## Start Provided records

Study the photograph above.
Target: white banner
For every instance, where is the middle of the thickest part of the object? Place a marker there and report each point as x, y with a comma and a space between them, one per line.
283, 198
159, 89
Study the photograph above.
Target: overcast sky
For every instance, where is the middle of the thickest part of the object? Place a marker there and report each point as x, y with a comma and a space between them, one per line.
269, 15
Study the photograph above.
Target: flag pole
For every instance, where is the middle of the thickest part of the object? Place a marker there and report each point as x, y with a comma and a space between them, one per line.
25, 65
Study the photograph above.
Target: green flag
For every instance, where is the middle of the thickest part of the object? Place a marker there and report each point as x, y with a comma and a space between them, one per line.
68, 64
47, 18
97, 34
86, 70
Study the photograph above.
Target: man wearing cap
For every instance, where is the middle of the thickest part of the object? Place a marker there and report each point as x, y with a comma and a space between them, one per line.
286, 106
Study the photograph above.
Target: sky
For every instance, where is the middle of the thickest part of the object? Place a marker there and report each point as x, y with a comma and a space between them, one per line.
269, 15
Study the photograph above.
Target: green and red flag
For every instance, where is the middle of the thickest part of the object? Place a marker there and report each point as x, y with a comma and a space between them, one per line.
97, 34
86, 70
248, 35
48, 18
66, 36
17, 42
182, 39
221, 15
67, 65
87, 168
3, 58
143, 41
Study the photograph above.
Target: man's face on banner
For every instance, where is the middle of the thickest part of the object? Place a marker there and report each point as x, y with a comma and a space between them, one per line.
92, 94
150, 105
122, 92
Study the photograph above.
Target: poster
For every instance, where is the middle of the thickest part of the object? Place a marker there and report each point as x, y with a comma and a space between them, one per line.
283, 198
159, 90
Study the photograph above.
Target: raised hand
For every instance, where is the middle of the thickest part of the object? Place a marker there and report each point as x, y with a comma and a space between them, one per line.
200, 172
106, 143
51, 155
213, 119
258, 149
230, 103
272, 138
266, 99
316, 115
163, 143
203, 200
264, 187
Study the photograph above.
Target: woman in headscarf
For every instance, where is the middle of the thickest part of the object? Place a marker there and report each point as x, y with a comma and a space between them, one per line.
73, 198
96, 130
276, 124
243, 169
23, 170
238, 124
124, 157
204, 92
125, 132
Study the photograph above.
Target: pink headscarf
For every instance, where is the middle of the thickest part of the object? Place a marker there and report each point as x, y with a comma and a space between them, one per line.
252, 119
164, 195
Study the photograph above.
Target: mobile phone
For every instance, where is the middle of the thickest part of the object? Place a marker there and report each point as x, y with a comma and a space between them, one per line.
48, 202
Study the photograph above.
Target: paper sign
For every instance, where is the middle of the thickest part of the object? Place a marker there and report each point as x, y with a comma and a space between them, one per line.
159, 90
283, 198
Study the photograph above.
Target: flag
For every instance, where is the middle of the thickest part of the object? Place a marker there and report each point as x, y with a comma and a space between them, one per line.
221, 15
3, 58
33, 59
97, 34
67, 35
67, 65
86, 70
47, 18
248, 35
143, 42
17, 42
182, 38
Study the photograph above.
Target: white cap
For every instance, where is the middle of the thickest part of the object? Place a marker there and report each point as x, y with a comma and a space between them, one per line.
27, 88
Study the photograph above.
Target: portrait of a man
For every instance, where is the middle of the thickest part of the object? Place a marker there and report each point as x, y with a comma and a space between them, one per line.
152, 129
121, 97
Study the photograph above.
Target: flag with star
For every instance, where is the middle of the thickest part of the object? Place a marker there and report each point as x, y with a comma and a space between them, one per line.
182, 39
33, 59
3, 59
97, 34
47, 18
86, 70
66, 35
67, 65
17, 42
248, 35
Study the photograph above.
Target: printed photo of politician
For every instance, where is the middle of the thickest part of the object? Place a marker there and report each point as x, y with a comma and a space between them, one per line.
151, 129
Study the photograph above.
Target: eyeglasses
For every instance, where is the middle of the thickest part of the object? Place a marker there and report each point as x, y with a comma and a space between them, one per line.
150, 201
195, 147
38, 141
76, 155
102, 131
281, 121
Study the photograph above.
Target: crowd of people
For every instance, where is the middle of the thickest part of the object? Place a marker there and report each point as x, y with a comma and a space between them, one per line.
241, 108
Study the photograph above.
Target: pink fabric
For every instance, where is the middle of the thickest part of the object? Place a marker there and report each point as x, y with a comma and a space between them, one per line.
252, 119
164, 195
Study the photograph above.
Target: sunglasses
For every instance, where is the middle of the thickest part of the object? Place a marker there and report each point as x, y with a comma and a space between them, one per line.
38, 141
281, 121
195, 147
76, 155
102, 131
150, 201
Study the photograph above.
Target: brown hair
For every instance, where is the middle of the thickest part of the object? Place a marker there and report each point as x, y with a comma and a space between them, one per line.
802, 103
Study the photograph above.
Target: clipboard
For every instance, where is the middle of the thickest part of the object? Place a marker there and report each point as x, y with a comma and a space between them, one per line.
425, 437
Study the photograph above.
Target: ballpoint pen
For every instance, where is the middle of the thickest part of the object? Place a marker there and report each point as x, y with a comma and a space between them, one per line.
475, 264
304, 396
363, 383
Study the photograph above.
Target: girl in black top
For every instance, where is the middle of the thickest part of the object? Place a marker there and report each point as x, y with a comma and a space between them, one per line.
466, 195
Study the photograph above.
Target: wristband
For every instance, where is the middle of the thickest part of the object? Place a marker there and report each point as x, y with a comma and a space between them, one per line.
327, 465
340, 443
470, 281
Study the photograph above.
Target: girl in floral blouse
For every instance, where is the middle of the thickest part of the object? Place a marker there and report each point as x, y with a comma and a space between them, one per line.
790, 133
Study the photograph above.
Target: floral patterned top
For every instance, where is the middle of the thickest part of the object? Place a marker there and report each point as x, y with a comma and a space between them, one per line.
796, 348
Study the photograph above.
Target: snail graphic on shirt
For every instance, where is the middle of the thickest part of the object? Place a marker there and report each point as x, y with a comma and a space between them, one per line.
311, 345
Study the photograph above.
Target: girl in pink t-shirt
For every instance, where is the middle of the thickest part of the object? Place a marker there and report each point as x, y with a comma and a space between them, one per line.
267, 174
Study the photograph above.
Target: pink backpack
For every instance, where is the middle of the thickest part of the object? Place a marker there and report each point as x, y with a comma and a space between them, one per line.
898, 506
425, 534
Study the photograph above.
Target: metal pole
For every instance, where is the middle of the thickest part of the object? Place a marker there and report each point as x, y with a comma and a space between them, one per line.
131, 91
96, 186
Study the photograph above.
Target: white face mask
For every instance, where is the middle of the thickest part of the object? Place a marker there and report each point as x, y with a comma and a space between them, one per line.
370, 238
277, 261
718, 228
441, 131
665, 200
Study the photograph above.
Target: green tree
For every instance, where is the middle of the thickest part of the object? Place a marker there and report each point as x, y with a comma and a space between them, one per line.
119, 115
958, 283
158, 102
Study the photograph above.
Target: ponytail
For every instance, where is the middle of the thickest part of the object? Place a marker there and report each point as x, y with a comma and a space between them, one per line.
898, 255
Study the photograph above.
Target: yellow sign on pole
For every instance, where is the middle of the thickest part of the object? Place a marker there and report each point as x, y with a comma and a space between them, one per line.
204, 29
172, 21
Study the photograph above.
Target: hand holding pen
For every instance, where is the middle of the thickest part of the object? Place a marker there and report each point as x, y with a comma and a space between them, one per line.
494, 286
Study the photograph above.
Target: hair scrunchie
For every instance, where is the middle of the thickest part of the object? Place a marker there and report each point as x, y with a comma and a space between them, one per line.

## End Provided records

What to work on. Locate each line in the items above that contains the string "floral" and copy it out in full. Treat the match as case-sensitive.

Written answer.
Target: girl in floral blouse
Target: floral patterned top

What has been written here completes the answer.